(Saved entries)
**********
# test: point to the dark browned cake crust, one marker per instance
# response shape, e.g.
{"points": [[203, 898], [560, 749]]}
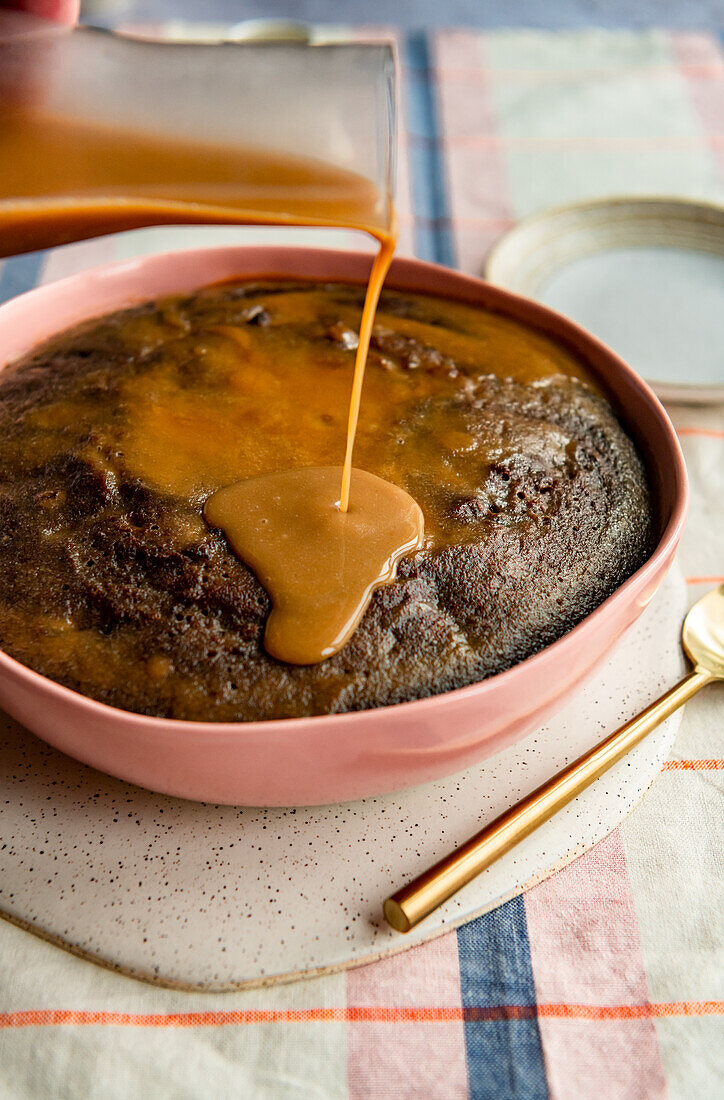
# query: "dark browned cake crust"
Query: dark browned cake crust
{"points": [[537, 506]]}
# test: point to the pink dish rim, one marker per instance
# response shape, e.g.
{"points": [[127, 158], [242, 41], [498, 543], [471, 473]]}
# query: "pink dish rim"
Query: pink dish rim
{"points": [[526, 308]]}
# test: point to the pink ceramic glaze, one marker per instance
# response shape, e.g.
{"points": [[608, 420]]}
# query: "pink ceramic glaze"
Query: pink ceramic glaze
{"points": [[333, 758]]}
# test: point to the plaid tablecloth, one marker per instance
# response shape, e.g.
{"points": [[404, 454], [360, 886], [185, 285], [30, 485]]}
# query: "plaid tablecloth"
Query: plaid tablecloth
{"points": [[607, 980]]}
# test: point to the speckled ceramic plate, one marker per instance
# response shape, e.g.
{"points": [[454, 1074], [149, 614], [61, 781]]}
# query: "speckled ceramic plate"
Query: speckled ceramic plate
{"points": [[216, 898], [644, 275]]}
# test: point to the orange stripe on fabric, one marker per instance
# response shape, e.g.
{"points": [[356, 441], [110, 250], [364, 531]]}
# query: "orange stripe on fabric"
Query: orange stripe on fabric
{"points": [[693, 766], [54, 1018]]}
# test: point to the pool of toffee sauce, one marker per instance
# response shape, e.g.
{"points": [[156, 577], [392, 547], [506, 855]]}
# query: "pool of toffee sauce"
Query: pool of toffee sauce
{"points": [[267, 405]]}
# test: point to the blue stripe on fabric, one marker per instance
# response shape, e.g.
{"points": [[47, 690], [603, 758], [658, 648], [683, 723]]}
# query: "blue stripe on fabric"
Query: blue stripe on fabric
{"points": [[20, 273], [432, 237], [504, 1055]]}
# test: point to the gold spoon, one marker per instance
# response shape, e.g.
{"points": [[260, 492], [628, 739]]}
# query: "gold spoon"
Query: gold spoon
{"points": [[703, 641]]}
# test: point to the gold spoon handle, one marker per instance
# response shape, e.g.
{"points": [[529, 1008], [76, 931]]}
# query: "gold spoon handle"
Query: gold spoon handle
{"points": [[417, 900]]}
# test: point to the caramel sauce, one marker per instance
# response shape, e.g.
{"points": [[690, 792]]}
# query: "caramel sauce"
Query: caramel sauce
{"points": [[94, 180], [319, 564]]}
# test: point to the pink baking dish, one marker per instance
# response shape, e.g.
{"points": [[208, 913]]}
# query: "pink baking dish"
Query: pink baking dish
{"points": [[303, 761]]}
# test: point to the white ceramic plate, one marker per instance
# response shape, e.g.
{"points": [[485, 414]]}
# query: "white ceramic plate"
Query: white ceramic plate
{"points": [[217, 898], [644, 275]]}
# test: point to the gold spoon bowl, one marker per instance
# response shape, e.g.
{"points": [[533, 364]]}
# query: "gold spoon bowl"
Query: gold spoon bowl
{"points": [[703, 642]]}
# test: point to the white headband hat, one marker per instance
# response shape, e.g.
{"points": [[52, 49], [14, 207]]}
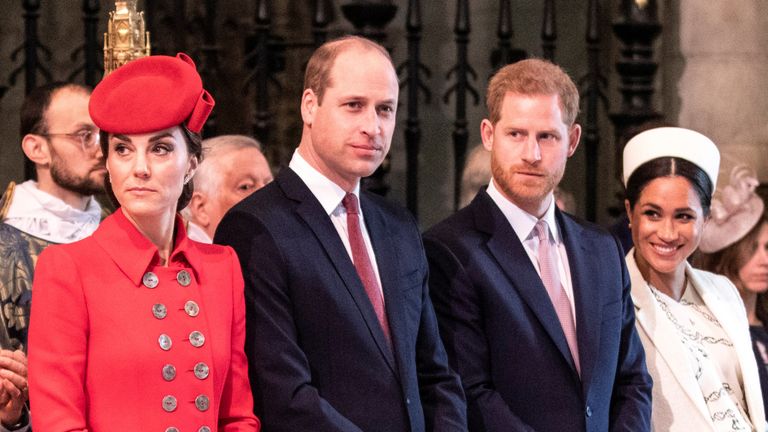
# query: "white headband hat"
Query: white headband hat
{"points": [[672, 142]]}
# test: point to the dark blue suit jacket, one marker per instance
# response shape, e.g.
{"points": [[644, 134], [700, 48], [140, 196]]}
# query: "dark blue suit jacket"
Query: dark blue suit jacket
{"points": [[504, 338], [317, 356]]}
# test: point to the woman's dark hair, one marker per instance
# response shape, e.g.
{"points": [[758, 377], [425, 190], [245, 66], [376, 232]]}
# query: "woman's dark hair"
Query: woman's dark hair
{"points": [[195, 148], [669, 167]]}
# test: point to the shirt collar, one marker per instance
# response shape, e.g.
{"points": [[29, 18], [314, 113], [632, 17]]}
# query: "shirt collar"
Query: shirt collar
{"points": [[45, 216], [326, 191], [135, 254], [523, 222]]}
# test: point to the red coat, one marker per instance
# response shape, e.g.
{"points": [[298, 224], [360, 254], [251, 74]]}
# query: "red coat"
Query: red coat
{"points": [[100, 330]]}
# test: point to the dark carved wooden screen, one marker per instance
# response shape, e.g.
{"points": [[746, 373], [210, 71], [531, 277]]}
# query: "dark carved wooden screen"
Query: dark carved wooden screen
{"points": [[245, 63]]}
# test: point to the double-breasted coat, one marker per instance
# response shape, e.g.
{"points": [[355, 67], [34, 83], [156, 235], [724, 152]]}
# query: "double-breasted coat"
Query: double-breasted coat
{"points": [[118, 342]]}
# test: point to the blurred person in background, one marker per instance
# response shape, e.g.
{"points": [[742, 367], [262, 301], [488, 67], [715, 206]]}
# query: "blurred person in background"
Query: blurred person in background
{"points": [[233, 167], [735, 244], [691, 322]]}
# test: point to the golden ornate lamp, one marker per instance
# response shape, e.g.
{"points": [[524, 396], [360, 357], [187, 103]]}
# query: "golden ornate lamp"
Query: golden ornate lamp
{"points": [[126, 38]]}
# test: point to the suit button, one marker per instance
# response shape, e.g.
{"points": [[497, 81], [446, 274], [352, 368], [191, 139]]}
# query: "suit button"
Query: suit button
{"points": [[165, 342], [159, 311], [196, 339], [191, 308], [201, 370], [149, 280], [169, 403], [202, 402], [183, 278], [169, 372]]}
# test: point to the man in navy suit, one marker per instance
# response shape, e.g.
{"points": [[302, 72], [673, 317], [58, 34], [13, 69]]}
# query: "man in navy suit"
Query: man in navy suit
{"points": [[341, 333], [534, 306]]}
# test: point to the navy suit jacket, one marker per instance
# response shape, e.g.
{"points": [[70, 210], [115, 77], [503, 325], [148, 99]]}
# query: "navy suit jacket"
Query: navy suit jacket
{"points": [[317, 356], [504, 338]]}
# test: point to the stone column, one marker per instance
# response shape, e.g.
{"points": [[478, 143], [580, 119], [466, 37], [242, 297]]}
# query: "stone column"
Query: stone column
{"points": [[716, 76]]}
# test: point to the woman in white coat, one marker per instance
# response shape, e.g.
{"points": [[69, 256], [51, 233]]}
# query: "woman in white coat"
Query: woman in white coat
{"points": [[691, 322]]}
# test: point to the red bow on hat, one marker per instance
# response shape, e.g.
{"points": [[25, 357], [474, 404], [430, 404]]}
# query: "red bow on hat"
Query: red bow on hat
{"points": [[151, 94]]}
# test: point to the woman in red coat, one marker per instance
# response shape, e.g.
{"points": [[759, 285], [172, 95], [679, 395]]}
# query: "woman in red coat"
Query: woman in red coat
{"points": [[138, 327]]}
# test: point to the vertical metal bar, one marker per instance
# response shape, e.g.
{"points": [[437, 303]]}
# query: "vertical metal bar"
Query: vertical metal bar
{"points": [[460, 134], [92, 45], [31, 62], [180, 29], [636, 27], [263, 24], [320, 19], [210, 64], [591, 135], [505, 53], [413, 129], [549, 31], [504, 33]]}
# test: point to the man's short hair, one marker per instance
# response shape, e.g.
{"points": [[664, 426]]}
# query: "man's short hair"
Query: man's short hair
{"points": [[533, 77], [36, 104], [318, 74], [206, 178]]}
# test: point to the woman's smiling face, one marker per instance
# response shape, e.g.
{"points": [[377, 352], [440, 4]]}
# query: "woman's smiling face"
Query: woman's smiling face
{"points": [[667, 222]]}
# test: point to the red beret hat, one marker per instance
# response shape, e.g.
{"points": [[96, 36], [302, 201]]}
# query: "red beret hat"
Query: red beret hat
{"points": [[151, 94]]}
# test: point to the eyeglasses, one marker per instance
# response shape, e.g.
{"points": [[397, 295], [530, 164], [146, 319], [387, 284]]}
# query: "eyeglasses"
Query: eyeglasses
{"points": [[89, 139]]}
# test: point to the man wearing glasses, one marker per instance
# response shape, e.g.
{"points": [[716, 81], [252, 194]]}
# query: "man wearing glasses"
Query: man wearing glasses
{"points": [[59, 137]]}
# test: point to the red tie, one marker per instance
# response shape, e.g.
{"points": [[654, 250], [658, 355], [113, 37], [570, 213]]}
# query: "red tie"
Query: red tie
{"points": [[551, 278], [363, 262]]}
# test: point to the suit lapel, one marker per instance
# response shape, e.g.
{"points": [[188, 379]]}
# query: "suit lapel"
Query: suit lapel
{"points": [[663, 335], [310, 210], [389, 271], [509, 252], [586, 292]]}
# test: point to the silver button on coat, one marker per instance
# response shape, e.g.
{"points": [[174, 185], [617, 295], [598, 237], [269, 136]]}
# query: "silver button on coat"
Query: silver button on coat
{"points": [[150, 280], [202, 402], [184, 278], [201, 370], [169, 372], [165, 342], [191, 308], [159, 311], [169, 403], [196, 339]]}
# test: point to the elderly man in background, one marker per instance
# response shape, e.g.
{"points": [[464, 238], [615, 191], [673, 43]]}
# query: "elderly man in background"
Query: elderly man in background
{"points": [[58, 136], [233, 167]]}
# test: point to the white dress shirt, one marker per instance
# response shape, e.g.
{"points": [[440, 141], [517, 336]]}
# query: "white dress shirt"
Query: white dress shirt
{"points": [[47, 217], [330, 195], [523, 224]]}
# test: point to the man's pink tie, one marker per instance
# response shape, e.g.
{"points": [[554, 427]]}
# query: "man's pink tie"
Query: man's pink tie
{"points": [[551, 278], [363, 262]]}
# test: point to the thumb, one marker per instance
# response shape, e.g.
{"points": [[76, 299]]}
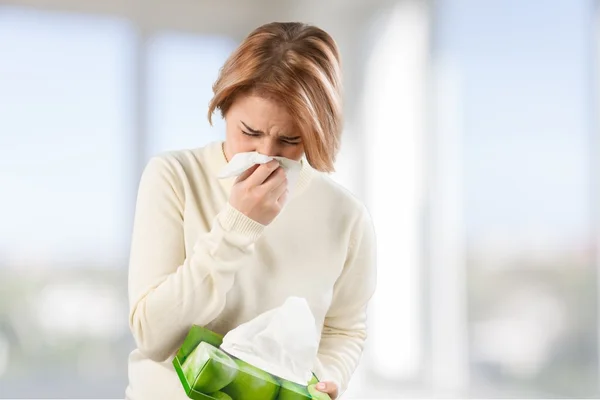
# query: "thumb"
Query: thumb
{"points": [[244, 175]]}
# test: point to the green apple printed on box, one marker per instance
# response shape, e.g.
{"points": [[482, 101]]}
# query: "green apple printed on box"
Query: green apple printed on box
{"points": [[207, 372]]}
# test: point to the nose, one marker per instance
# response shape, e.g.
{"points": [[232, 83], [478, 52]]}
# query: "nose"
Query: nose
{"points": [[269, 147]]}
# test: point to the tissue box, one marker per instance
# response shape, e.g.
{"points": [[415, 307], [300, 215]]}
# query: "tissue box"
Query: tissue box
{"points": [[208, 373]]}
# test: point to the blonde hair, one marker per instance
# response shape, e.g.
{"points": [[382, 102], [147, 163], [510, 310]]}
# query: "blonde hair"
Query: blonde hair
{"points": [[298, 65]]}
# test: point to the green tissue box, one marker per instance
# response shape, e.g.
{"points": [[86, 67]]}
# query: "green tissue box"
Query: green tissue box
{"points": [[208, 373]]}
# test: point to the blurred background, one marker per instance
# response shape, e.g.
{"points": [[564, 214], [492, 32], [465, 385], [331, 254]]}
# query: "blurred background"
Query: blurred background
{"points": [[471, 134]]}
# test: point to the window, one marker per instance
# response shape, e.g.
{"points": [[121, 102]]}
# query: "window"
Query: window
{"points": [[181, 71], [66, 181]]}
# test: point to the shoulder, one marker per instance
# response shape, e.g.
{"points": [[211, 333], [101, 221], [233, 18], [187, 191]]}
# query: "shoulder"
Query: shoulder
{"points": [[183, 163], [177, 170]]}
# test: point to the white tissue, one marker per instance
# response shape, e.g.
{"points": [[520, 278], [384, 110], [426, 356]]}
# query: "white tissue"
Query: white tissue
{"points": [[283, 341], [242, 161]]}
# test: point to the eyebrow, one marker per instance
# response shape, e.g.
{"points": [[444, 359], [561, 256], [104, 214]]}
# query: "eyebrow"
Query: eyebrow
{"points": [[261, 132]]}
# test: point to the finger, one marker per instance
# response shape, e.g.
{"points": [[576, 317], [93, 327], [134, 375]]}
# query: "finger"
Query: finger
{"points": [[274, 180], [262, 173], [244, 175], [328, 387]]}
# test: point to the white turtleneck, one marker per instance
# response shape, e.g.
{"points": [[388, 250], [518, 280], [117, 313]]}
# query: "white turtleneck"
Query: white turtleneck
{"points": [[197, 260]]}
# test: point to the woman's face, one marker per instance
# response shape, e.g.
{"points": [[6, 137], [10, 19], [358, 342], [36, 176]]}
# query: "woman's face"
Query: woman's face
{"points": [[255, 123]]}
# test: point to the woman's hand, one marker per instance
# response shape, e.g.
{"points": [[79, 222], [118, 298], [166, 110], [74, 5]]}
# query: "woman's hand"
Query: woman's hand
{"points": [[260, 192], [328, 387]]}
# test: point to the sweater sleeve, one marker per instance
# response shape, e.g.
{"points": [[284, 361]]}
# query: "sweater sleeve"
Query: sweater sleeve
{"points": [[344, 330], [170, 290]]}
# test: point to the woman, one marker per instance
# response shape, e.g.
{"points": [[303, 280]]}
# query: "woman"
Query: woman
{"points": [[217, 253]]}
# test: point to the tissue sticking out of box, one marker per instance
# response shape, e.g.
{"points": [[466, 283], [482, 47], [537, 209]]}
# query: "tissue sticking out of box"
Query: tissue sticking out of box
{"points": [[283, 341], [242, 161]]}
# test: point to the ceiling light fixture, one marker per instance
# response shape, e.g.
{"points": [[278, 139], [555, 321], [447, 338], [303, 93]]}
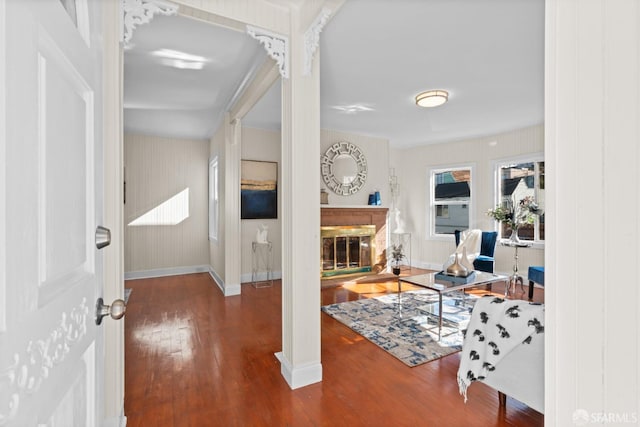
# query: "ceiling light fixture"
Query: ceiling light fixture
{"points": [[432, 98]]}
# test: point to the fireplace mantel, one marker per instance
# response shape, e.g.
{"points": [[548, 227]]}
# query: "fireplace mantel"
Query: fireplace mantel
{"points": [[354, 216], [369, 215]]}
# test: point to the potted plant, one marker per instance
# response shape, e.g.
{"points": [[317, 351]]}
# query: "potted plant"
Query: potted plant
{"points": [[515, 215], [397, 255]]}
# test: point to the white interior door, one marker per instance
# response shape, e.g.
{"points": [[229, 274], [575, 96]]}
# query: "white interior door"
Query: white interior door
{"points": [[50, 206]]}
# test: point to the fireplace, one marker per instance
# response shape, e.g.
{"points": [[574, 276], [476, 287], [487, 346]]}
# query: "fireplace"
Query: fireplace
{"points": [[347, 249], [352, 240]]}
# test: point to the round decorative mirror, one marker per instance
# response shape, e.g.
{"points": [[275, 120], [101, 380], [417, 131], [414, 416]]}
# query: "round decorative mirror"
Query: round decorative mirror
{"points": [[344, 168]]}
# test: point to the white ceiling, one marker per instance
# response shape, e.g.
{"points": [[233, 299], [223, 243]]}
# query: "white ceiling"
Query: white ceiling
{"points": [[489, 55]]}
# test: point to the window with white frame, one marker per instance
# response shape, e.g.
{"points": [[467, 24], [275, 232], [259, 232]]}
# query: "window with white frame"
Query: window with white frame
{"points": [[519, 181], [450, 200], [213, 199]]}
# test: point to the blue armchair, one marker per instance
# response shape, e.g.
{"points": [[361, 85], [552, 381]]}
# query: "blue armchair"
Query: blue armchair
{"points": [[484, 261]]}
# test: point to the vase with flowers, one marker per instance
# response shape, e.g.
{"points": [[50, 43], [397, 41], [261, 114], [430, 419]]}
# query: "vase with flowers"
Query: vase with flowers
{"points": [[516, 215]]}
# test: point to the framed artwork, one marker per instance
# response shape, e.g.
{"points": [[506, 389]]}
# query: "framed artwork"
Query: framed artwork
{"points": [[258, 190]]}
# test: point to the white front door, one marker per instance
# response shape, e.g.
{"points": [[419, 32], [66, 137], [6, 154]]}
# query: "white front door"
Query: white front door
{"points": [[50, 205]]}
**********
• [EXERCISE]
Repeat the line containing "Query: vase with flowers" and all subsequent lines through the final line of the data, exactly and with no others.

• [RESPONSE TO THIS TASK]
Query: vase with flowers
{"points": [[516, 215]]}
# test: point to the framed artwork, one marker per instance
# response shape, e.g.
{"points": [[506, 389]]}
# query: "framed artwork"
Query: framed artwork
{"points": [[258, 190]]}
# test: point to the white front door, one marker per instance
# response shape, e.g.
{"points": [[419, 32], [66, 137], [6, 154]]}
# query: "white front door"
Query: white front door
{"points": [[50, 205]]}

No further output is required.